TASK GOAL
Can you output the passage of the LinkedIn export pipeline documentation starting with "Methods (LinkedInExportProfilePipeline)" and going on through "the triple store.", copied word for word?

++++ EXCERPT TO READ ++++

LinkedInExportProfilePipeline
What it is
A pipeline that reads a LinkedIn export CSV (default Profile.csv), converts rows into RDF triples (backing data source + components, LinkedIn profile page, and person), and inserts the resulting graph into a configured triple store.
Public API
Classes
-
LinkedInExportProfilePipelineConfiguration(PipelineConfiguration)- Holds required services/config for the pipeline:
triple_store: ITripleStoreServicelinkedin_export_configuration: LinkedInExportIntegrationConfiguration
- Holds required services/config for the pipeline:
-
LinkedInExportProfilePipelineParameters(PipelineParameters)- Runtime inputs:
linkedin_public_url: str— LinkedIn public profile URL to associate with the imported data.file_name: str = "Profile.csv"— CSV file name inside the LinkedIn export.
- Runtime inputs:
-
LinkedInExportProfilePipeline(Pipeline, BasePipeline)- Main pipeline implementation.
Methods (LinkedInExportProfilePipeline)
-
run(parameters: PipelineParameters) -> rdflib.Graph- Reads the CSV, builds an RDF graph, writes logs/artifacts to storage, and inserts the graph into the triple store.

++++ INFORMATION GIVEN ++++

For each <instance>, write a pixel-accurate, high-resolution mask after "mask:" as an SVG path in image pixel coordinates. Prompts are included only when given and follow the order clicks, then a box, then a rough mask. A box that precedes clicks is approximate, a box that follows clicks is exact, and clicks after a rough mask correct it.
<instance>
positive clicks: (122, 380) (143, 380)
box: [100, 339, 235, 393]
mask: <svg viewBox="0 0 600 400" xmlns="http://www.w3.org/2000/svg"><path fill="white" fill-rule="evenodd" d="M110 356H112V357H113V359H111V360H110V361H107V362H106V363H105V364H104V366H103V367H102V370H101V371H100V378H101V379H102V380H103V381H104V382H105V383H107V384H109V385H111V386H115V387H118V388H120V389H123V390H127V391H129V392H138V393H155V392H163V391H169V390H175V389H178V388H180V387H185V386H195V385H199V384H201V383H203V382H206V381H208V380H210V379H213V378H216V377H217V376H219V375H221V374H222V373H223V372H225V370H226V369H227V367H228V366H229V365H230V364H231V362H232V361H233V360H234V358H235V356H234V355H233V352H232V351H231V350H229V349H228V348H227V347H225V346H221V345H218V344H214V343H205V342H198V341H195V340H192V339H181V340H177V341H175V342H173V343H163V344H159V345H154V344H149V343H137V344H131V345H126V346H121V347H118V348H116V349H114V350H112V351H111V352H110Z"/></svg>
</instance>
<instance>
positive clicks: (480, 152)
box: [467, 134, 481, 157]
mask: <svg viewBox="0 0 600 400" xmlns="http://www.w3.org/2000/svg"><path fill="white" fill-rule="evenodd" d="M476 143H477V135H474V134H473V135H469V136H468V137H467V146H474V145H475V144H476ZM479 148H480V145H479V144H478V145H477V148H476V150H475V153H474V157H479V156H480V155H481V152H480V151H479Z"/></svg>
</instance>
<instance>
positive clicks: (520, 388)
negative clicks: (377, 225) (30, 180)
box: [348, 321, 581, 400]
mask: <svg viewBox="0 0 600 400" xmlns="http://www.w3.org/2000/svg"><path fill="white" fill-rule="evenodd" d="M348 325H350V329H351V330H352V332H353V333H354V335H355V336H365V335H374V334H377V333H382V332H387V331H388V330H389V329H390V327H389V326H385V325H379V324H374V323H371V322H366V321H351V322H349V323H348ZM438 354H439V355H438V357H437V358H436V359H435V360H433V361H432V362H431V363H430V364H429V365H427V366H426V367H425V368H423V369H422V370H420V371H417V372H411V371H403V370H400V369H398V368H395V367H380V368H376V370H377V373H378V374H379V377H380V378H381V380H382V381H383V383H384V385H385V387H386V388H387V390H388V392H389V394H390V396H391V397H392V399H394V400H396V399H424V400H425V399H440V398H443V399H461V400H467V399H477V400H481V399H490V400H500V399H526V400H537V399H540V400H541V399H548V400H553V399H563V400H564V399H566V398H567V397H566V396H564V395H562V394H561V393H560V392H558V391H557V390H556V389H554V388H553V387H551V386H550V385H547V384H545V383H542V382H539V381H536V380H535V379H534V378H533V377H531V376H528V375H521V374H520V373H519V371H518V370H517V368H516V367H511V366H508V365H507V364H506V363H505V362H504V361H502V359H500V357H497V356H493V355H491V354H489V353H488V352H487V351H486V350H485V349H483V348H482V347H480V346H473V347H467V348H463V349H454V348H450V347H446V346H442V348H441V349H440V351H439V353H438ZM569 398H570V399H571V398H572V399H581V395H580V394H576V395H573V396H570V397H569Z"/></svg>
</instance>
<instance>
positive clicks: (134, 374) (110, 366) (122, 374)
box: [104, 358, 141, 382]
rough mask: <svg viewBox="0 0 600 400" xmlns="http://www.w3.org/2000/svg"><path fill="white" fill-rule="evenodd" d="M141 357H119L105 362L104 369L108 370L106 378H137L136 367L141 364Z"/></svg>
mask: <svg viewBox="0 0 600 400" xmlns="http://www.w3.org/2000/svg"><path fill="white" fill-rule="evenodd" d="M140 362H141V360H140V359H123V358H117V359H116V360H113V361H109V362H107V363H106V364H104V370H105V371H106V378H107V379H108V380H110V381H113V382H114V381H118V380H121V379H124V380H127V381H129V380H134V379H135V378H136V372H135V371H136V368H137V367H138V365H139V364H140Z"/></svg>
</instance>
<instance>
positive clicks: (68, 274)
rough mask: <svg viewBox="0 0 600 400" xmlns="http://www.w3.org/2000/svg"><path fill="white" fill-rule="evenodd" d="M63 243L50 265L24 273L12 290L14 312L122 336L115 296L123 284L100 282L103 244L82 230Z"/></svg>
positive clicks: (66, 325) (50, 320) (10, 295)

++++

EXERCISE OUTPUT
Methods (LinkedInExportProfilePipeline)
-
run(parameters: PipelineParameters) -> rdflib.Graph- Reads the CSV, builds an RDF graph, writes logs/artifacts to storage, and inserts the graph into the triple store.